Stored items
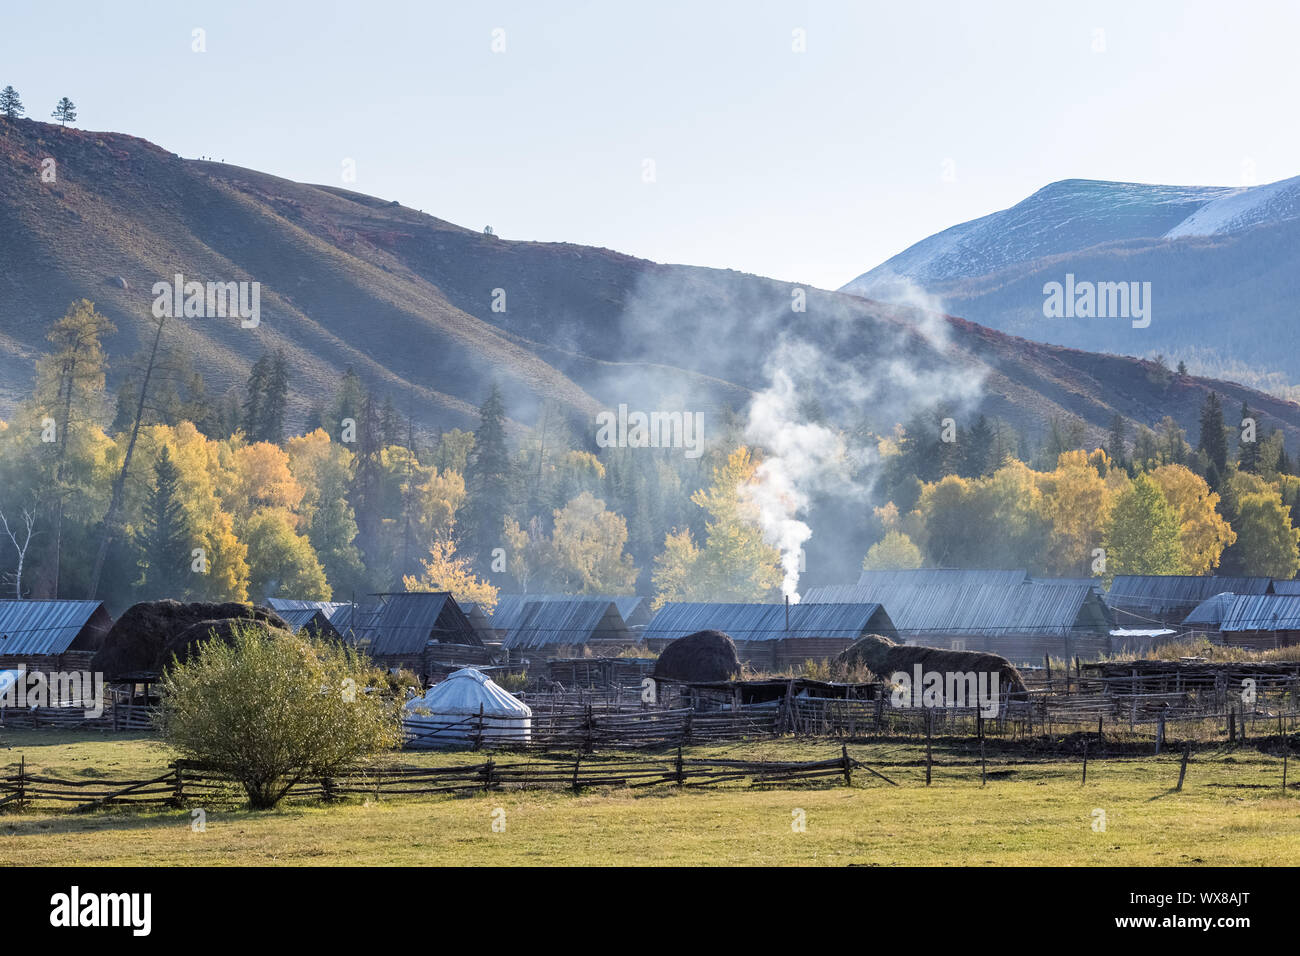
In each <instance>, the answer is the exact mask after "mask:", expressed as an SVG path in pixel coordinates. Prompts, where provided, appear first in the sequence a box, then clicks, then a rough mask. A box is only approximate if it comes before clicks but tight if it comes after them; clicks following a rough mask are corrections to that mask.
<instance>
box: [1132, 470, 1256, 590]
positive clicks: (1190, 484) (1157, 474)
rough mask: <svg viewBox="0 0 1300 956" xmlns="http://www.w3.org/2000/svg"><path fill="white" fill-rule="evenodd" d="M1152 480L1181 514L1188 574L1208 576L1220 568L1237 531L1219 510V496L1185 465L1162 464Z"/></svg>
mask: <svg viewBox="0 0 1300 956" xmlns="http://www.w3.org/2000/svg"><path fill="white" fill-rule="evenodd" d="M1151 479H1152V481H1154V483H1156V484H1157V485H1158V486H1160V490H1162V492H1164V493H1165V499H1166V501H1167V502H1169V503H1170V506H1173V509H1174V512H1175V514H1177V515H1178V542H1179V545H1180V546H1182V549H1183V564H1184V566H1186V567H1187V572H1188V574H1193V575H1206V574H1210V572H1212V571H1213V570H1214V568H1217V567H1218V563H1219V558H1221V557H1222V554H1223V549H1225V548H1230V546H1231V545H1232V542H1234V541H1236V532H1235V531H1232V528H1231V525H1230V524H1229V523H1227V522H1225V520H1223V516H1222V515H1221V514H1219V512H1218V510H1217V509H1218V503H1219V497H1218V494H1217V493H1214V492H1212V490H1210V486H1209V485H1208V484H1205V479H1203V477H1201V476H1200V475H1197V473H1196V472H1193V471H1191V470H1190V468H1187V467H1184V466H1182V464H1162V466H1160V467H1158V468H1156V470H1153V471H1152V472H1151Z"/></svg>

---

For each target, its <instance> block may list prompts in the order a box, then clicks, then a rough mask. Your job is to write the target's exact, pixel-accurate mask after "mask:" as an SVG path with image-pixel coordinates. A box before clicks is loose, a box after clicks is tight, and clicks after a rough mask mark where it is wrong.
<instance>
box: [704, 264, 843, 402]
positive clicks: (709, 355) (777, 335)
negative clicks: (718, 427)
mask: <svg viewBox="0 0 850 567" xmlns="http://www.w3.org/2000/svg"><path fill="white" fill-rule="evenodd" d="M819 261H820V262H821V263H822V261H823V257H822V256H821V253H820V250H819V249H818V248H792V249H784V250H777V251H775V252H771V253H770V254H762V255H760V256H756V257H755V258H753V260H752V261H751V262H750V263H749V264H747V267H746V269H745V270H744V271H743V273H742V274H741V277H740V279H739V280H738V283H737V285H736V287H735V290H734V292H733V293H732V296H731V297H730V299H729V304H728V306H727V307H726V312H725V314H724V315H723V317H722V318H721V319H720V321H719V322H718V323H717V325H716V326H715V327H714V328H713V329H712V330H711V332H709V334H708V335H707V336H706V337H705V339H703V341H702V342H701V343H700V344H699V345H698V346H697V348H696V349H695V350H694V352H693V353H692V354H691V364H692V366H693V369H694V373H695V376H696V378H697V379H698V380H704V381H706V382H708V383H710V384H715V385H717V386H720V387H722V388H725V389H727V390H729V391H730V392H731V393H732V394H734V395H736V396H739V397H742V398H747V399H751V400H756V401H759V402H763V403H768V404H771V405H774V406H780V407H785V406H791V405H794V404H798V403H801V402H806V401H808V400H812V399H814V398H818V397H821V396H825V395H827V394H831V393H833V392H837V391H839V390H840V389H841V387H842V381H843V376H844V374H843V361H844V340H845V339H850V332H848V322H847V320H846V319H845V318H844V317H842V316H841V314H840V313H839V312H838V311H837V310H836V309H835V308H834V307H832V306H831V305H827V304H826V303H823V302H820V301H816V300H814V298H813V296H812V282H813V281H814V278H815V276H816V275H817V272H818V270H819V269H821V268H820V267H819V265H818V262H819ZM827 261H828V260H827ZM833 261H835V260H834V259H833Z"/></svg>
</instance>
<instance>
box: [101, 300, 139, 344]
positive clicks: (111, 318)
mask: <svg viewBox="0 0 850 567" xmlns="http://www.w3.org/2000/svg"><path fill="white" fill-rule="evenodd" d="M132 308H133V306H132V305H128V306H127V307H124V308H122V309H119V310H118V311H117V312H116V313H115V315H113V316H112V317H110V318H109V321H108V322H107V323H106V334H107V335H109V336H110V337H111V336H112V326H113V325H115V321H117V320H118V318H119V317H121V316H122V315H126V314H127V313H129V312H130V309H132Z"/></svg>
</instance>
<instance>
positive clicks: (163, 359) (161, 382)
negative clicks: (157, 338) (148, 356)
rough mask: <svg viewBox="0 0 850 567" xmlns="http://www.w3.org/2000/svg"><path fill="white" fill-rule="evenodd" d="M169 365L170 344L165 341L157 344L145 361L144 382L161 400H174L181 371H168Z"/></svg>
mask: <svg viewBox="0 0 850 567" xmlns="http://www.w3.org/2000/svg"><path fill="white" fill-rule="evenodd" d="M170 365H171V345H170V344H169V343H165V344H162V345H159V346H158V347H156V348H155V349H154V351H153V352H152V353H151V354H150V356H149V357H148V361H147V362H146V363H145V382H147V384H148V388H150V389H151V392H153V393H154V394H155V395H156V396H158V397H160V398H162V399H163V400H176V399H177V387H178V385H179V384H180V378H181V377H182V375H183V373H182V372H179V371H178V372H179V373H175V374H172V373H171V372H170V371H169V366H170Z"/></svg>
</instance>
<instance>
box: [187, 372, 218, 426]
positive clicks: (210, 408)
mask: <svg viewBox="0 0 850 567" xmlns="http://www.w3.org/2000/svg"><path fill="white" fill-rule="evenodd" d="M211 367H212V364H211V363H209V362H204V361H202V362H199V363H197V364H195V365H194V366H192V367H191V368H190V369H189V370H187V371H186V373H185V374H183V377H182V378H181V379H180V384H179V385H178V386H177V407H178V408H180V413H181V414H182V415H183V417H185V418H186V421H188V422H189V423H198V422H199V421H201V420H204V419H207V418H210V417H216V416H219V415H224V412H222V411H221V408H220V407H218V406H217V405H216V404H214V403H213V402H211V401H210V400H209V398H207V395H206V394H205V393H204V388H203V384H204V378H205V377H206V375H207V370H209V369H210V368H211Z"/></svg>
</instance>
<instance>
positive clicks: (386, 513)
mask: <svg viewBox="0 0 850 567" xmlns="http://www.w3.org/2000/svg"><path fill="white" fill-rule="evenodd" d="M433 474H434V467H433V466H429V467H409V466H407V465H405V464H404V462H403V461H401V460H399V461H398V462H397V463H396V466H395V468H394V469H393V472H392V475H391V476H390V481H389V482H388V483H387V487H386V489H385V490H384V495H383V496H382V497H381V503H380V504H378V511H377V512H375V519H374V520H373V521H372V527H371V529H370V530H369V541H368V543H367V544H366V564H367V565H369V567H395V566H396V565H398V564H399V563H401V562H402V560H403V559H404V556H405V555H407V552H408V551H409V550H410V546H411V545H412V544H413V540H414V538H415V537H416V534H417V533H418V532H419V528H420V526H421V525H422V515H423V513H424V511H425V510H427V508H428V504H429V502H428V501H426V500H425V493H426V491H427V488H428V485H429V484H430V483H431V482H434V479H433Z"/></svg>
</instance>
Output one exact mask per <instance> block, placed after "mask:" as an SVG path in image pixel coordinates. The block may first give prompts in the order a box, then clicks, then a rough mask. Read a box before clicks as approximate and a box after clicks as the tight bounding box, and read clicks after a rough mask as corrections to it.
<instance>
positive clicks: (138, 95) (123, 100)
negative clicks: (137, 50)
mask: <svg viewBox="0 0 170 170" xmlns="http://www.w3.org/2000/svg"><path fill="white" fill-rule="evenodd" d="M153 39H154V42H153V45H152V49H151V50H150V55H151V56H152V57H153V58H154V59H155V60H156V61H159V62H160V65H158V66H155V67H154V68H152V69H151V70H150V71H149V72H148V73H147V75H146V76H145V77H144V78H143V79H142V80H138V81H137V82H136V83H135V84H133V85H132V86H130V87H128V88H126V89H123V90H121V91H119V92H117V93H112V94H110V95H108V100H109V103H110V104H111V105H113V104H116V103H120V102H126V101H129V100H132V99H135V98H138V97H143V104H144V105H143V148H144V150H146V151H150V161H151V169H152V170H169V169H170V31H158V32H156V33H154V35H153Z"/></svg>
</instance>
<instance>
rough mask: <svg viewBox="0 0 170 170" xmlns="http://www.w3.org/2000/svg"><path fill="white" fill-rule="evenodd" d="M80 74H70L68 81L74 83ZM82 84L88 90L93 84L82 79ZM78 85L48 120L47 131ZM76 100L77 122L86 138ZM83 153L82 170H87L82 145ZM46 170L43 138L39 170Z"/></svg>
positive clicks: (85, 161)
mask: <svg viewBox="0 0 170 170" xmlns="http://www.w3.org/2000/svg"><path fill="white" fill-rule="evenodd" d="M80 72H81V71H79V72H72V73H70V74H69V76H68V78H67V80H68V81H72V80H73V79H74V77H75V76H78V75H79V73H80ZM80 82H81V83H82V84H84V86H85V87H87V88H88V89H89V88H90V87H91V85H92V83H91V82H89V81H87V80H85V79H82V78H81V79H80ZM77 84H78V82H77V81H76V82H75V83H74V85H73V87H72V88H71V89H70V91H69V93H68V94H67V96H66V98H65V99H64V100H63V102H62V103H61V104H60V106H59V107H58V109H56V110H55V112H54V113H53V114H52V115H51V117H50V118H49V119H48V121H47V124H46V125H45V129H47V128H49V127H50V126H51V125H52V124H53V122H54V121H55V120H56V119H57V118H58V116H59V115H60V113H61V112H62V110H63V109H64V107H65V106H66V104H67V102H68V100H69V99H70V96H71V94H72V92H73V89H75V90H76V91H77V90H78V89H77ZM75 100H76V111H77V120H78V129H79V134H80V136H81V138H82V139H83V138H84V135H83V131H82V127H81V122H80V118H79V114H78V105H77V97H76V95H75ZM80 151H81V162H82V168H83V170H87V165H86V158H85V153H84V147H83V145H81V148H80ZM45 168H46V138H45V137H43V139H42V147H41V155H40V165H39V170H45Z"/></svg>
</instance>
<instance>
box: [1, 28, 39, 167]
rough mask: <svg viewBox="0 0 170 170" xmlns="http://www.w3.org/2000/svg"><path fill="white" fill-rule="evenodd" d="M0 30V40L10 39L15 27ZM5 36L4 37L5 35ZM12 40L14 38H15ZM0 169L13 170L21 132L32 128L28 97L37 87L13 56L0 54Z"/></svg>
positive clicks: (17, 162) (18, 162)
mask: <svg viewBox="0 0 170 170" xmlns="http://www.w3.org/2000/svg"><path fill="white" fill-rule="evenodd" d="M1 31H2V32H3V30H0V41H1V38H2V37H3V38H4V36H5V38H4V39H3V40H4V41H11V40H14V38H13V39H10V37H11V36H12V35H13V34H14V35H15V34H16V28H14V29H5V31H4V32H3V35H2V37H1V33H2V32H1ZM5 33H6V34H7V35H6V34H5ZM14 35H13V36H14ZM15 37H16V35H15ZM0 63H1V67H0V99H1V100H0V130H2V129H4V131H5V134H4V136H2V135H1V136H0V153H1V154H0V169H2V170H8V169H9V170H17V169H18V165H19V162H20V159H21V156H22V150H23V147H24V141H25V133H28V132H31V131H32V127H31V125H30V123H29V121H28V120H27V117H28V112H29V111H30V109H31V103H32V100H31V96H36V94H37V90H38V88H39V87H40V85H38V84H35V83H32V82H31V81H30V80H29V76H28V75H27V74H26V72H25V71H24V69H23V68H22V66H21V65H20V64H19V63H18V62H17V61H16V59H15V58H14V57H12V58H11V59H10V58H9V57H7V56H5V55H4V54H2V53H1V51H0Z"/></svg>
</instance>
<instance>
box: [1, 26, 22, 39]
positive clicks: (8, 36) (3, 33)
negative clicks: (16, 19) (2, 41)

PROBLEM DESCRIPTION: An exact copy of the lines above, from the one containing "In each <instance>, the" through the one containing "positive clicks: (1190, 484) (1157, 474)", is the whole of the answer.

PROBLEM SOLUTION:
In each <instance>, the answer is the exact mask after "mask:", expressed as an SVG path in pixel coordinates. Prompts, where provided, appear first in the sequence a box, then clicks, then a rough mask. A box is only approximate if it comes before clicks but tight if it comes after them; clicks following a rough mask are corrections to that mask.
<instance>
box: [1132, 470, 1256, 590]
positive clicks: (1190, 484) (1157, 474)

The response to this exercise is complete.